PROMPT => Among the lines of data below, reproduce only those from the one with "form [[61, 144]]." through the one with "Reviewer note: check that each instance of the cupped", exactly as they stand, both ends included.

(Stored data entries)
# # # # #

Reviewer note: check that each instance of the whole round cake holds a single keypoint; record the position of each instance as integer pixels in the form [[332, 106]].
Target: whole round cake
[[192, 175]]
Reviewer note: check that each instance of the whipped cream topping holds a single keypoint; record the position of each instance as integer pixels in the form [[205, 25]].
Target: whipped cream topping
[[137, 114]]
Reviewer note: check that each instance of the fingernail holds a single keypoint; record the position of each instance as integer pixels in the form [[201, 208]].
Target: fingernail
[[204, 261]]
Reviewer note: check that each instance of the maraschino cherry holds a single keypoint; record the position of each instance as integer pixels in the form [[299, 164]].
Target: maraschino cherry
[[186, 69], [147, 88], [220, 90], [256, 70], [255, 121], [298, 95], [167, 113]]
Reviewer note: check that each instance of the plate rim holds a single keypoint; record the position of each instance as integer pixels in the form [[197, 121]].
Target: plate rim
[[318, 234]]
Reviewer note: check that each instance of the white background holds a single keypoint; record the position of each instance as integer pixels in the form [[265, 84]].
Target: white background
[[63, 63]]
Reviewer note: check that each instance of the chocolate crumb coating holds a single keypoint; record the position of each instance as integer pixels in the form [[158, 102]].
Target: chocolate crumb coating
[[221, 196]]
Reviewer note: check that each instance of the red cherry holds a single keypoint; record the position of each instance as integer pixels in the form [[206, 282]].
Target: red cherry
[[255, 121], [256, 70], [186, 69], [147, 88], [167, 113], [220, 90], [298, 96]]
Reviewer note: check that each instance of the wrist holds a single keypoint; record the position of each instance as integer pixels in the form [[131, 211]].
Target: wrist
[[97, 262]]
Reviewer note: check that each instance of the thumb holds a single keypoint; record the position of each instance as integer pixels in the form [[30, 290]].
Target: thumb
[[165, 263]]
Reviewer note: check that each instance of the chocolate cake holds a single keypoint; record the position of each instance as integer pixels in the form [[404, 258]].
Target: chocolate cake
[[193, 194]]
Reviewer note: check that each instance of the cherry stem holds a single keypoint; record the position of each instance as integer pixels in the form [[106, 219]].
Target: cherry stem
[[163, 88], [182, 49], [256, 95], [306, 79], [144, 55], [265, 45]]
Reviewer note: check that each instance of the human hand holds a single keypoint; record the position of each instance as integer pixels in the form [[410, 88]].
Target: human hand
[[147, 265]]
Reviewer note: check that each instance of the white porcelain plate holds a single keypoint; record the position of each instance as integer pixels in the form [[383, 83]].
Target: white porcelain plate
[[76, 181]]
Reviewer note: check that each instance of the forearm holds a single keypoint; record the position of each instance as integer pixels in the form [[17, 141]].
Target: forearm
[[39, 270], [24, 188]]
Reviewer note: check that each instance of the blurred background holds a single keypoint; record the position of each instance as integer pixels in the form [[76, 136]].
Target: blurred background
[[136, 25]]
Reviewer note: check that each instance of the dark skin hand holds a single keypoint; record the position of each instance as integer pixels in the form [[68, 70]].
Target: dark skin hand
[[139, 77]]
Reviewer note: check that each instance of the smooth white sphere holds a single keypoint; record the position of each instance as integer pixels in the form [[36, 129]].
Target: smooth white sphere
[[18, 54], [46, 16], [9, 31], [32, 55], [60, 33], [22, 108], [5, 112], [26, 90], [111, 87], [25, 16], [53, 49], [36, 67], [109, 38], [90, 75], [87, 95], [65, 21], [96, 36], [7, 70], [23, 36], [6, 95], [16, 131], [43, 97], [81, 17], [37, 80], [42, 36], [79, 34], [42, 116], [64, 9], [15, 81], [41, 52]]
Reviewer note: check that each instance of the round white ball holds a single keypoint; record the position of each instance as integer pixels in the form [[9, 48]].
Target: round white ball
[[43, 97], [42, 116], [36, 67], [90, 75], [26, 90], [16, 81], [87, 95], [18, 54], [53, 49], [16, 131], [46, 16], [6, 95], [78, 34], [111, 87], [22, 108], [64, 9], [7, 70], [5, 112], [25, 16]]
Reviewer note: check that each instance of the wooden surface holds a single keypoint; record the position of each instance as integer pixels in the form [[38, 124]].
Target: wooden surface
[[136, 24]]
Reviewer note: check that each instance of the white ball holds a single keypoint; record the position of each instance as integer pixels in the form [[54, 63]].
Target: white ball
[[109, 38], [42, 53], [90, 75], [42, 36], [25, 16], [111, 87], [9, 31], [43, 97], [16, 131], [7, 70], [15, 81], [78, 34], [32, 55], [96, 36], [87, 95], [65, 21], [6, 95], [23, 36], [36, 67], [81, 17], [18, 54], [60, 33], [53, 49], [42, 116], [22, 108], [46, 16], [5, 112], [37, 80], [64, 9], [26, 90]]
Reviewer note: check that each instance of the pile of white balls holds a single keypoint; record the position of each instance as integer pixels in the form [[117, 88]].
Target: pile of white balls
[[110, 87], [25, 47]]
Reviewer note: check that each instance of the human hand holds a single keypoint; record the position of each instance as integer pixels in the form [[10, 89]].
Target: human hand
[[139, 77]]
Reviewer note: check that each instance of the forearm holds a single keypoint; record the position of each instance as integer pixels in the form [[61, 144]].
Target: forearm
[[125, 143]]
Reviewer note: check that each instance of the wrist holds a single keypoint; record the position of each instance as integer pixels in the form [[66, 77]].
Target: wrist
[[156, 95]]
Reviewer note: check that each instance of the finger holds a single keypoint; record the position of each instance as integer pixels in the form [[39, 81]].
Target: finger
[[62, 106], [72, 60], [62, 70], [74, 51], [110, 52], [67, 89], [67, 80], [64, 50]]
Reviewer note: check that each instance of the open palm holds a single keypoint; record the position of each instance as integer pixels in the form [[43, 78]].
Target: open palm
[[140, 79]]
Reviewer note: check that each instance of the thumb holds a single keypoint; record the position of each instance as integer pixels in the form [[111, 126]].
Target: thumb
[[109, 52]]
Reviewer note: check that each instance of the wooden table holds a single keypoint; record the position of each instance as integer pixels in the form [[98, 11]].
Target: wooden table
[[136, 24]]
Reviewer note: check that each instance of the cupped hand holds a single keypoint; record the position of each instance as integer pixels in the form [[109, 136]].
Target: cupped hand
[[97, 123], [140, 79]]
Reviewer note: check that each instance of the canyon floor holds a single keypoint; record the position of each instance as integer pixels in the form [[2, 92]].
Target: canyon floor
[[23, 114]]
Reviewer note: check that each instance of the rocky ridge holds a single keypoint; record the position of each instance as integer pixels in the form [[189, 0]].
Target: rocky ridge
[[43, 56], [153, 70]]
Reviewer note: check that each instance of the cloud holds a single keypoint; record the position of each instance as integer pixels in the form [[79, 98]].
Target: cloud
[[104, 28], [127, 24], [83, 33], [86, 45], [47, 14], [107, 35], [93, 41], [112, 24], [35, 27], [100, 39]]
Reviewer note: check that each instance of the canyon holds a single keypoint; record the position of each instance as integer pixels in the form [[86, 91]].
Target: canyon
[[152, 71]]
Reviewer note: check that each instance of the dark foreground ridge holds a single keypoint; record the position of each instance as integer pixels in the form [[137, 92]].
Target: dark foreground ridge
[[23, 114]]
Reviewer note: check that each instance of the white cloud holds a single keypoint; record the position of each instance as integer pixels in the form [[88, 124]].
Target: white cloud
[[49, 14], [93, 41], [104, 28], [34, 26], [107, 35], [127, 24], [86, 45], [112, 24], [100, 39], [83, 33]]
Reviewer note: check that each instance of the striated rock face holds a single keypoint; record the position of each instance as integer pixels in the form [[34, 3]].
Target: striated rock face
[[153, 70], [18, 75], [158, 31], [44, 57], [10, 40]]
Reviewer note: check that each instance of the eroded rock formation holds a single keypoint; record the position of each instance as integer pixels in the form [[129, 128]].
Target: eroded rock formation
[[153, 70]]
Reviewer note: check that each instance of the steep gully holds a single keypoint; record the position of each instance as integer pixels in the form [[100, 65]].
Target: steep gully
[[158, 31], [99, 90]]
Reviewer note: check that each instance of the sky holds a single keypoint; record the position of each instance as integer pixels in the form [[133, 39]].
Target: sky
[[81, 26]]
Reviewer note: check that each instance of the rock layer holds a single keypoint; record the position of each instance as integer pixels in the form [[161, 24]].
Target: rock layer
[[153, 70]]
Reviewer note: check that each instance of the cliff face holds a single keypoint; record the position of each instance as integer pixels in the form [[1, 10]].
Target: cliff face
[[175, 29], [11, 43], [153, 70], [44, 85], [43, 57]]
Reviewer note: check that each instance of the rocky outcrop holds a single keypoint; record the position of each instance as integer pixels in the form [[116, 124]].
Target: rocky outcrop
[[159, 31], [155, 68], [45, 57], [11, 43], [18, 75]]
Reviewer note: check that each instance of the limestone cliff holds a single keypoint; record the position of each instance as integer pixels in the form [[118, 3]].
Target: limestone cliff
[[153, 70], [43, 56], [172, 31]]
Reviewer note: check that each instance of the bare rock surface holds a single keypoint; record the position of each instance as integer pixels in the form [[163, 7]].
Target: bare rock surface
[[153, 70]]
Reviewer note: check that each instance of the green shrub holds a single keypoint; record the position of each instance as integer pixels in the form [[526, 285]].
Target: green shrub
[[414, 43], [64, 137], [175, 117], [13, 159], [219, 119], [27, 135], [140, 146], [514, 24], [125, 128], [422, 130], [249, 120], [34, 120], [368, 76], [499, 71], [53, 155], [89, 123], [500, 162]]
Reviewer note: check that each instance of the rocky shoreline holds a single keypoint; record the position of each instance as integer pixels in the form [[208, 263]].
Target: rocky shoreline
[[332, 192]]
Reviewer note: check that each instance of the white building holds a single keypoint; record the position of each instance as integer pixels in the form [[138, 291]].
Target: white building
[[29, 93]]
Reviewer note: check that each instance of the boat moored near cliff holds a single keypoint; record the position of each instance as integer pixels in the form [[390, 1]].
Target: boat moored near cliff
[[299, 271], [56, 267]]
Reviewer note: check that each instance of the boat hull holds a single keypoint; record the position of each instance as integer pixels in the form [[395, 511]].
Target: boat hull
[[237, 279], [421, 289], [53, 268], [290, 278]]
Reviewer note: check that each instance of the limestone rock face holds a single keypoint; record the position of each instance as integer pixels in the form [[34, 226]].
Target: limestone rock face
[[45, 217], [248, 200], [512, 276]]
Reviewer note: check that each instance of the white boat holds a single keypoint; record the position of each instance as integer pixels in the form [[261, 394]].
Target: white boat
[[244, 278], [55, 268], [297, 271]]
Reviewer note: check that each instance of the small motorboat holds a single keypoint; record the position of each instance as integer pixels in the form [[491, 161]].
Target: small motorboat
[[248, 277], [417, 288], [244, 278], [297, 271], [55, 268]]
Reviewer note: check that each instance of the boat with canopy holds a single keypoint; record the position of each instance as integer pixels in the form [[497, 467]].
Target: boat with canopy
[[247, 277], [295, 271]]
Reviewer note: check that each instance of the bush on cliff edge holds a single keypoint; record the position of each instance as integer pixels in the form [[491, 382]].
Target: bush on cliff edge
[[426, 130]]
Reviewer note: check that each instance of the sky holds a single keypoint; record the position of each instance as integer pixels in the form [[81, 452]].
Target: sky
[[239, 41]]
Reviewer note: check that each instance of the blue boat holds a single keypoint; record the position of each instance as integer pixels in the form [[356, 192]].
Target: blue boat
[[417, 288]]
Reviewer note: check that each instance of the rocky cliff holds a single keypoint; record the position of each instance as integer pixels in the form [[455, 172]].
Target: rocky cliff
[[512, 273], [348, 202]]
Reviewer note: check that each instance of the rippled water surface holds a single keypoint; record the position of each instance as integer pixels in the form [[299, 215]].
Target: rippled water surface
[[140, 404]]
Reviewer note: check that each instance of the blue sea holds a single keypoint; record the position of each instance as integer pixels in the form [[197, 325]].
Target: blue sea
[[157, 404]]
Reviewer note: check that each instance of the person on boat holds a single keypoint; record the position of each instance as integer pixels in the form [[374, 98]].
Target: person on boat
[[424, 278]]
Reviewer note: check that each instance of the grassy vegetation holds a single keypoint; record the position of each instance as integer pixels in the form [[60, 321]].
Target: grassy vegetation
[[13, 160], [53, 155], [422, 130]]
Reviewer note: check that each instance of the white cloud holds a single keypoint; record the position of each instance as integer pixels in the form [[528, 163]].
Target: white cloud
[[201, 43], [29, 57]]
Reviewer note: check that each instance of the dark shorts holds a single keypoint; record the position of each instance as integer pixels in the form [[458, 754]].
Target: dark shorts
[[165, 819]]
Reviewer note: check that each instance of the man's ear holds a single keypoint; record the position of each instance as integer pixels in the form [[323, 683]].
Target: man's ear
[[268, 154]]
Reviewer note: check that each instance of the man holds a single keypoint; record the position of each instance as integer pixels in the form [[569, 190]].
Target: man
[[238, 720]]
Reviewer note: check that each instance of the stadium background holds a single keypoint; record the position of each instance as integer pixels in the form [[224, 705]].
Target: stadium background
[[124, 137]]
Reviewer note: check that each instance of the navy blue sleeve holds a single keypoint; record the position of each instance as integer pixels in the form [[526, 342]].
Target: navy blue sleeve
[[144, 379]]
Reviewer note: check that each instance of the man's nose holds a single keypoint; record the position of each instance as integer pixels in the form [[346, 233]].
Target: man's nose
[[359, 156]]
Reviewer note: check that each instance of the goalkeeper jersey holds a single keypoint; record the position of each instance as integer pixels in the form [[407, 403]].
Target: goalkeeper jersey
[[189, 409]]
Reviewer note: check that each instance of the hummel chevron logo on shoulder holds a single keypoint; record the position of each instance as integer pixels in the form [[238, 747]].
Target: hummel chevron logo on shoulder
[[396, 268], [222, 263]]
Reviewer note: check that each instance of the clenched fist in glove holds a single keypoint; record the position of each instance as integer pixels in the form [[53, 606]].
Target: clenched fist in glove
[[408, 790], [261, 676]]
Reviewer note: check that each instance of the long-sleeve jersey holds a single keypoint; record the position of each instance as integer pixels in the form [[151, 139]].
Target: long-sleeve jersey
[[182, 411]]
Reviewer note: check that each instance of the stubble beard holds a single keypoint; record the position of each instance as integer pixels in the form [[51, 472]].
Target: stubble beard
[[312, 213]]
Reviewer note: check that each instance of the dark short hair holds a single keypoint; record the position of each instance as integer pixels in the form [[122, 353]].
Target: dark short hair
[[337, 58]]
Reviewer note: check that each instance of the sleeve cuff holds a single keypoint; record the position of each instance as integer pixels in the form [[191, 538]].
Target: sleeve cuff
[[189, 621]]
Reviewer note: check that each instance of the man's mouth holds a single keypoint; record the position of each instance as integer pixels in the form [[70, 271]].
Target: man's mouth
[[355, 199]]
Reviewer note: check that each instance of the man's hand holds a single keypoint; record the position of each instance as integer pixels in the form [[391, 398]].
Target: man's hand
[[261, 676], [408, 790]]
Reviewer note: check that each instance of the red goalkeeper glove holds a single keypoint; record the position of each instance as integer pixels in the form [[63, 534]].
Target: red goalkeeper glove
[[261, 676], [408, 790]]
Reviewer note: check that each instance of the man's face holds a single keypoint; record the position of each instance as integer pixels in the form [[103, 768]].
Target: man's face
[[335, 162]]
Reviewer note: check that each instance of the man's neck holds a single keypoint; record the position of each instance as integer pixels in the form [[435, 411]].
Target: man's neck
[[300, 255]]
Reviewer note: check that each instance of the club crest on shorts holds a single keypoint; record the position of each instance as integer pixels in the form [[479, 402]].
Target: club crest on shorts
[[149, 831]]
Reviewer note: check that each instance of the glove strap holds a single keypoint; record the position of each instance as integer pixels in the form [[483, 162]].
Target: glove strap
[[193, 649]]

# # # # #

ANSWER TO THE PROBLEM =>
Reviewer note: check that each instance of the forearm holds a single keypoint; record the position of each instance as integer pixels in the form [[61, 144]].
Target: forearm
[[125, 143]]
Reviewer note: check that each instance of the wrist holds a single keypoint; record the position of each instance as integer pixels in the form [[66, 77]].
Target: wrist
[[156, 95]]
Reviewer note: check that each instance of the finger holds a single keypoint; record the position of each instance as integer pixels in the form [[39, 81]].
Target: finger
[[62, 106], [72, 60], [62, 70], [74, 51], [110, 52], [67, 89], [67, 80], [64, 50]]
Reviewer note: check that each instance of the open palm holds a single keypoint; record the position of each instance as integer pixels in the form [[43, 78]].
Target: open palm
[[140, 79]]
Reviewer note: check that each instance of the thumb holds a single keypoint; record the position of each instance as integer pixels in the form [[111, 126]].
Target: thumb
[[109, 52]]
Reviewer note: check that each instance of the wooden table holds a single keypoint; record the position of each instance as integer pixels in the form [[98, 11]].
Target: wooden table
[[136, 24]]
Reviewer note: check that each instance of the cupped hand holds a single keypoint; record the position of each instance as integer pixels in the form [[109, 136]].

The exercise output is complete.